Grow A Backbone. Ditch The Content Mill And The Overlords Making You Miserable.

Unless you enjoy life as a whipping post — or if you’re method acting to fully understand Stockholm Syndrome

L.D. Van Tartwijk
5 min readJan 18, 2021
Photo by Gerd Altmann

But — money is money! It’s better than nothing. It’s certainly better than nothing. But is that the standard you hold yourself to?

I’ll be frank: if better than nothing is the standard you stand by, consider this a wake-up call. Better than nothing is one way to whisk your self-worth into oblivion. There is, however, one thing that is worse than nothing: nonsense.

Are you curious about where the nonsense is lurking? I’ll put an end to this lingering question once and for all: content mills.

Accept the pay you think you deserve.

Is your work worth 0.02 cents per word? Or are you one of few elites who earns an overwhelmingly insulting 0.03–0.04 for your loyalty and excellence?

Good for you. After working for a content mill for a few weeks, you’ll have more cents in your swear jar than your PayPal account.

Come on. I don’t care if your writing is so bad that it makes me want to freshen my reader’s palette by reading the product information on shampoo bottles. Even if your writing makes no one feel anything at all, is absolute trash, or worthless, there is one single guarantee I can make: you’re worth more than 0.02–0.04 cents per word.

Now chin up. I’m not trying to hurt your feelings. To the contrary, I see your potential. And I also see that you’ve decided that imposter syndrome can’t be cured — it must be replaced by a different psychological fallacy — Stockholm Syndrome, perhaps? I see you.

But, you have bills to pay.

I know it’s hard to believe. I’ve been in your footsteps. My own confidence was trampled into a heap of flaming shame by my first and last content mill overlord: Adam. Like you, the appeal was irresistible during a slow month. Bills were coming and my anxiety was increasing.

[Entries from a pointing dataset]

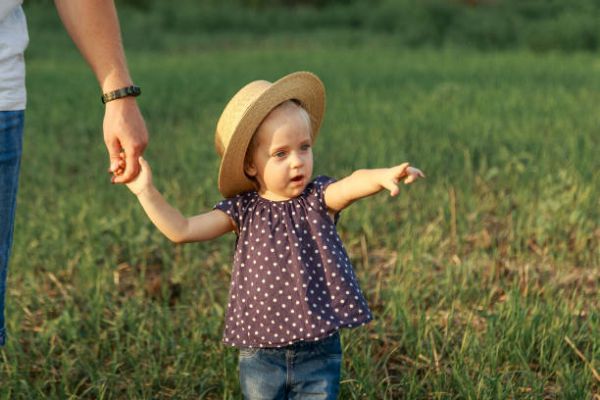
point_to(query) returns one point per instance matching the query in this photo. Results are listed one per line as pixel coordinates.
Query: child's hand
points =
(393, 175)
(144, 179)
(413, 174)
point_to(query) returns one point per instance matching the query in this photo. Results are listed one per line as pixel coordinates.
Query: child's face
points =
(281, 159)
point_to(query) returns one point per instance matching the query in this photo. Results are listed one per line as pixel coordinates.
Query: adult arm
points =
(94, 27)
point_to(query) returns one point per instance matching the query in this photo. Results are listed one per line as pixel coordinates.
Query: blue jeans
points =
(11, 141)
(305, 370)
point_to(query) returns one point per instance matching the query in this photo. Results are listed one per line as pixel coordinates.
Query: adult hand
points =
(124, 131)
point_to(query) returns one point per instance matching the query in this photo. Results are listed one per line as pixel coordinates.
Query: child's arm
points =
(365, 182)
(169, 220)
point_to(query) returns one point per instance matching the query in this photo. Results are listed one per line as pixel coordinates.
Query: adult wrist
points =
(126, 91)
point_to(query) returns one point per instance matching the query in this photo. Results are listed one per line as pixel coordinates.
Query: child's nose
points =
(296, 160)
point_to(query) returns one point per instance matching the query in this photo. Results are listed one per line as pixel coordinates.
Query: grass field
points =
(483, 278)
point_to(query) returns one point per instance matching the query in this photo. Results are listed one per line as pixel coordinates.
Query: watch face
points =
(123, 92)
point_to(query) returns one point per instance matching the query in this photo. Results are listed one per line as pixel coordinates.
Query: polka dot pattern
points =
(292, 279)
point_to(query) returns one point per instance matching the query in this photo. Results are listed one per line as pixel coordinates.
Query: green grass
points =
(478, 276)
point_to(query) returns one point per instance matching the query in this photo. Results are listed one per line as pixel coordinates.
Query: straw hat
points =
(245, 112)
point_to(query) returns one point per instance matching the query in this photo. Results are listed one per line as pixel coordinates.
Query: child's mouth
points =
(298, 178)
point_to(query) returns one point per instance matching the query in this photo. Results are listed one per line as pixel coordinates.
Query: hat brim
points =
(303, 87)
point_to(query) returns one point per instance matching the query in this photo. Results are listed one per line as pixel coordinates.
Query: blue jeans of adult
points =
(305, 370)
(11, 144)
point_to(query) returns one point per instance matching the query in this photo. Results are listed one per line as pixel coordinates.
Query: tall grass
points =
(483, 278)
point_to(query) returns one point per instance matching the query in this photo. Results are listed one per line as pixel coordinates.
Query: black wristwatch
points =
(120, 93)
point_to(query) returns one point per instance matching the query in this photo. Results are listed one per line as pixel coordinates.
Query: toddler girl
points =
(292, 286)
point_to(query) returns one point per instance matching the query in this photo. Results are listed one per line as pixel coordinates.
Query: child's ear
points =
(250, 169)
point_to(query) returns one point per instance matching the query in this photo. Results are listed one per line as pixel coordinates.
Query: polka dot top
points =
(292, 279)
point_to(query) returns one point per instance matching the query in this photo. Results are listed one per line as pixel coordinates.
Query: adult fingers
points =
(132, 167)
(114, 149)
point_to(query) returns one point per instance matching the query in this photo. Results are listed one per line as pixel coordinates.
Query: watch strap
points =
(120, 93)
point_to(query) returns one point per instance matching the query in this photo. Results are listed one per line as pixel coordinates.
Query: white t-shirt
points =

_List of tasks_.
• a. Answer these questions using the essay on content mills:
(i) On what date was the essay published?
(ii) What per-word rate does the essay say the few elites at a content mill earn?
(iii) What name does the essay give the writer's first and last content mill overlord?
• b. Reproduce the passage of the essay on content mills between "Accept the pay" and "cents per word.", inclusive.

_Answer list_.
• a.
(i) Jan 18, 2021
(ii) 0.03–0.04
(iii) Adam

• b.
Accept the pay you think you deserve.

Is your work worth 0.02 cents per word? Or are you one of few elites who earns an overwhelmingly insulting 0.03–0.04 for your loyalty and excellence?

Good for you. After working for a content mill for a few weeks, you’ll have more cents in your swear jar than your PayPal account.

Come on. I don’t care if your writing is so bad that it makes me want to freshen my reader’s palette by reading the product information on shampoo bottles. Even if your writing makes no one feel anything at all, is absolute trash, or worthless, there is one single guarantee I can make: you’re worth more than 0.02–0.04 cents per word.